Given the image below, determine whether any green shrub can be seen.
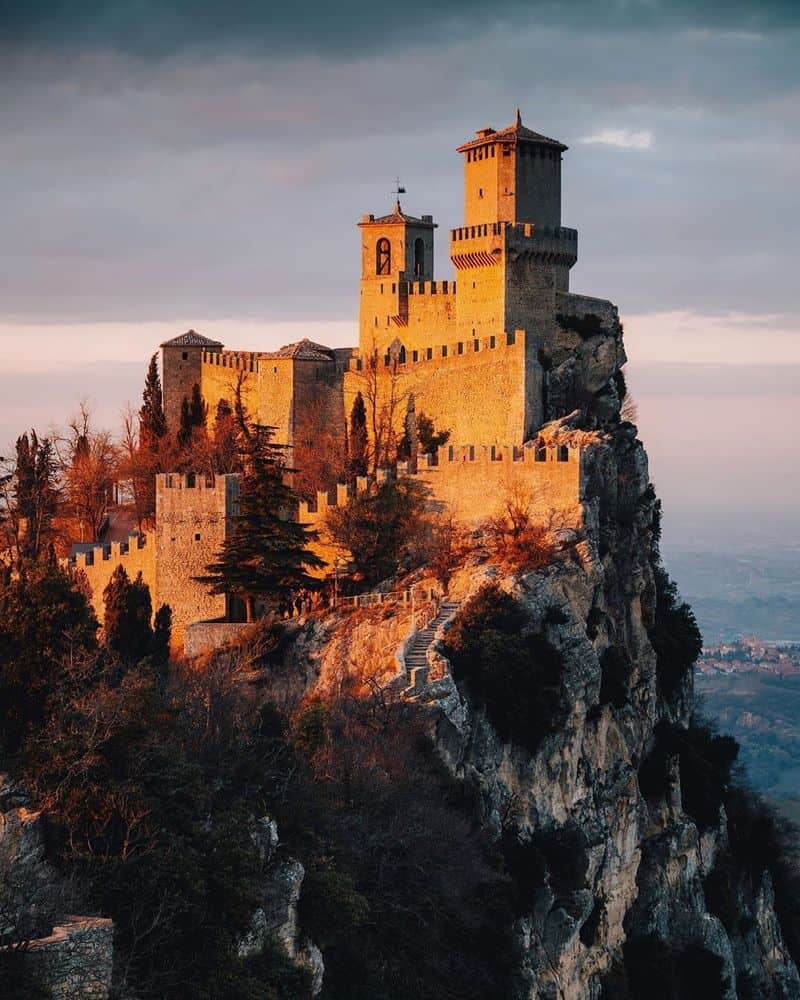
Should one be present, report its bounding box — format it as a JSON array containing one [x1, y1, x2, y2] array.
[[725, 786, 800, 962], [0, 951, 53, 1000], [648, 566, 703, 699], [445, 584, 567, 750], [556, 313, 605, 340], [639, 720, 739, 830], [620, 935, 730, 1000]]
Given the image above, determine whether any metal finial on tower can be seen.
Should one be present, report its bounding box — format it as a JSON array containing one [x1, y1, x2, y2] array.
[[392, 177, 406, 212]]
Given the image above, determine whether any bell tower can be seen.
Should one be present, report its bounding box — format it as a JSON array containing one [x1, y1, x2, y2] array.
[[358, 199, 436, 355]]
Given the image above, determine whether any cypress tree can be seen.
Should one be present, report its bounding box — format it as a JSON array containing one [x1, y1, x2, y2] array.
[[139, 354, 167, 451], [12, 430, 61, 560], [347, 392, 367, 479], [103, 564, 153, 663], [197, 388, 324, 621], [178, 382, 208, 448]]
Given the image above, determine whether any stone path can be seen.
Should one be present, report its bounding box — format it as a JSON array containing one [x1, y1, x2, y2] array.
[[403, 601, 460, 697]]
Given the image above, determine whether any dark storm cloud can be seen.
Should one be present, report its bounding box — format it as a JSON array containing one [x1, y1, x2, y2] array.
[[0, 0, 800, 322], [0, 0, 800, 58]]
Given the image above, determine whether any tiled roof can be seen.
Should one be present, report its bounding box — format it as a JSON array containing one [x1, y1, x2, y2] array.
[[263, 337, 334, 361], [458, 111, 567, 153], [161, 330, 222, 347], [359, 199, 436, 229]]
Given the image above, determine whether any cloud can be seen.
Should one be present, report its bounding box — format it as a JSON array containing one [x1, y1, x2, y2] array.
[[0, 0, 800, 61], [581, 128, 653, 149]]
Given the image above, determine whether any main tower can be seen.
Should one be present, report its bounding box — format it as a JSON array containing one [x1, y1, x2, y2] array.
[[450, 111, 578, 342]]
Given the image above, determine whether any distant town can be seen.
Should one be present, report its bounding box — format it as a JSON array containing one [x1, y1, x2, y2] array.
[[697, 635, 800, 677]]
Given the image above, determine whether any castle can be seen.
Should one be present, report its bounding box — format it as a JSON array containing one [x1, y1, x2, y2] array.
[[70, 112, 624, 648]]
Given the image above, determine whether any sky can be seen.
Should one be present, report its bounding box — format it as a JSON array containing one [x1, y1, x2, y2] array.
[[0, 0, 800, 545]]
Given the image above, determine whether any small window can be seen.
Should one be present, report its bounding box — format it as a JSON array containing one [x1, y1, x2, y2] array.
[[414, 239, 425, 278], [375, 236, 392, 276]]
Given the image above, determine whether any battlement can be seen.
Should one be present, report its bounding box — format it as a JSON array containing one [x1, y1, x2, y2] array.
[[400, 280, 456, 295], [450, 222, 578, 244], [350, 330, 525, 372], [70, 532, 153, 573], [156, 472, 230, 491], [200, 351, 261, 372], [450, 222, 578, 271], [406, 441, 582, 475], [297, 441, 585, 536]]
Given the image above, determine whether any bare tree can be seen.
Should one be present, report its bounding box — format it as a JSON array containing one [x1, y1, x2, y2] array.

**REQUIRED TASK**
Render the rows above as a Markdown table with two columns, "Line No." and "Line Text", numbering each line and dropping blank lines. Leave the pictures out of the table.

**SOLUTION TO THIS PROBLEM**
| Line No. | Line Text |
|---|---|
| 1 | Given the image below, determine whether any green shrub can be seen. |
| 2 | Should one be present, report its bounding box — format it as a JSON array containing one [x1, y1, x2, y2] array. |
| 3 | [[725, 786, 800, 962], [0, 951, 53, 1000], [648, 566, 703, 699], [445, 584, 567, 750], [556, 313, 605, 340], [639, 720, 739, 830], [620, 935, 730, 1000]] |
| 4 | Given the image above, determine whether any metal finial on tower can be seen. |
| 5 | Should one be present, report its bounding box — format it as a JSON array containing one [x1, y1, x2, y2] array. |
| 6 | [[392, 177, 406, 212]] |
| 7 | Given the image above, determine whether any bell tower can be seen. |
| 8 | Should one be present, report its bounding box — format it as a JSON array containing one [x1, y1, x2, y2] array. |
| 9 | [[358, 199, 436, 355]] |
| 10 | Given the image above, determine whether any cypress tree can be seen. |
| 11 | Should one be present, report its bounding box — format it as a JSON array containing one [x1, y1, x2, y2] array. |
| 12 | [[139, 354, 167, 451], [12, 430, 61, 560], [347, 392, 367, 479], [103, 564, 153, 663], [197, 388, 324, 621], [178, 382, 208, 448]] |
| 13 | Given the image above, determine whether any stone path can be seen. |
| 14 | Should one be present, report its bounding box — format it as a JSON array containing one [x1, y1, x2, y2] array. |
| 15 | [[403, 601, 460, 697]] |
| 16 | Given the image above, determine whether any dark storm cloud can be seen. |
| 17 | Should one be present, report its bounding box — format it as a JSON array containing one [x1, y1, x2, y2] array. |
| 18 | [[0, 0, 800, 322], [0, 0, 800, 58]] |
| 19 | Given the image above, determine whether any tiled roof can be seen. |
| 20 | Should one be present, report its bounding box — format it as a JSON array containing one [x1, y1, x2, y2] array. |
| 21 | [[263, 337, 334, 361], [458, 111, 567, 153], [161, 330, 222, 347], [359, 199, 436, 229]] |
| 22 | Given the image above, determine whether any cloud can be seen. |
| 23 | Should one be present, report its bounding box — format it as a JSON array containing one [x1, y1, x2, y2] array. |
| 24 | [[0, 0, 800, 61], [581, 128, 653, 149]] |
| 25 | Given the image above, determine whether any main tower can be seen. |
| 26 | Should one be present, report its bounding box — format it as a JSON array containing one [x1, y1, x2, y2] array. |
| 27 | [[450, 111, 578, 342]] |
| 28 | Given the image above, determine whether any distant town can be seen. |
| 29 | Should one be present, report its bounding box — format it as a JSON array containing one [x1, y1, x2, y2] array. |
| 30 | [[697, 635, 800, 677]] |
| 31 | Given the image above, determine whether any castle can be seen. |
| 32 | Should one be present, report its bounding box — format it as a JSON array containing one [x1, y1, x2, y2] array. |
| 33 | [[70, 112, 624, 648]] |
| 34 | Given the image above, determine whether any sky can be seen. |
| 35 | Should one be present, report its bounding box — format it as a JSON array containing one [x1, y1, x2, y2] array. |
| 36 | [[0, 0, 800, 545]] |
| 37 | Given the image above, determine whether any small window can be seen. |
| 38 | Should one be present, report its bounding box — format it as a JSON array containing one [x1, y1, x2, y2] array. |
| 39 | [[414, 239, 425, 278], [375, 236, 392, 276]] |
| 40 | Given the image above, determine whether any battlement can be seen. |
| 41 | Should one be present, report its bounding box — format it as a JSON array containing one [x1, y1, x2, y2] array. |
| 42 | [[400, 280, 456, 295], [450, 222, 578, 244], [350, 330, 525, 372], [70, 532, 153, 573], [156, 472, 230, 491], [200, 351, 261, 372], [450, 222, 578, 271], [406, 441, 582, 475], [297, 441, 585, 536]] |
| 43 | Given the image above, determine whether any bare tree can be seen. |
| 44 | Should one be present, report its bounding box — format it as a JSON array containing one [x1, y1, x2, y2] array. |